Work required:
Rewrite every row below, replacing "tight bounding box" with "precise bounding box" and keeping everything else the same.

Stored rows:

------------------------------------------------------------

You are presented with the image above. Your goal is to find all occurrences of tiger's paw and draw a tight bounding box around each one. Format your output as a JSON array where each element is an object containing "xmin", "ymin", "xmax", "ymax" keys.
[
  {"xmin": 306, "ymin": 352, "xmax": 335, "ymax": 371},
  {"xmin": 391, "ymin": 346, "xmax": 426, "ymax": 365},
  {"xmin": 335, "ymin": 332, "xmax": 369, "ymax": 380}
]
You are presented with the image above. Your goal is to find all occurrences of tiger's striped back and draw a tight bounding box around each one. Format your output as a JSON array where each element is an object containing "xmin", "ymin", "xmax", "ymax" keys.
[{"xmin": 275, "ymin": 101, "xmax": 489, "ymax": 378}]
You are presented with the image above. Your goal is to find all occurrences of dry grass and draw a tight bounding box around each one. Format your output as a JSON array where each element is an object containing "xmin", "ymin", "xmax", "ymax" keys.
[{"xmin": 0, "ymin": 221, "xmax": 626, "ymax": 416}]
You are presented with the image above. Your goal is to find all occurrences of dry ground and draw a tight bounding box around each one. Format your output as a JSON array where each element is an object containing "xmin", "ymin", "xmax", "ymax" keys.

------------------------------------------------------------

Result for this task:
You are presented with the image above. Your goal is to find all occurrences of tiger's paw and draw a precise bounding box around each one. Format your output as a JSON array where each element is an object containing "xmin", "ymin", "xmax", "ymax" keys.
[
  {"xmin": 306, "ymin": 352, "xmax": 335, "ymax": 371},
  {"xmin": 391, "ymin": 346, "xmax": 426, "ymax": 365},
  {"xmin": 335, "ymin": 332, "xmax": 369, "ymax": 380}
]
You are presented with the image above. Your goal is to find all occurrences of tiger's striped back and draw a precise bounding box around each one. Format your output as a JSON array where each element is an object containing "xmin", "ymin", "xmax", "ymax" keys.
[{"xmin": 275, "ymin": 101, "xmax": 489, "ymax": 378}]
You are presented with the image above. Your goal is to find all occurrences of dry grass and draw a precise bounding box around each one. Format your output as a JSON array where each element is an object containing "xmin", "ymin", "xmax", "ymax" keys.
[{"xmin": 0, "ymin": 221, "xmax": 626, "ymax": 416}]
You are presented with the image above. Your goal is to find all occurrences of dry ground and draw a precise bounding box around each one. Format your output as a JSON array where each element is an object containing "xmin", "ymin", "xmax", "ymax" keys.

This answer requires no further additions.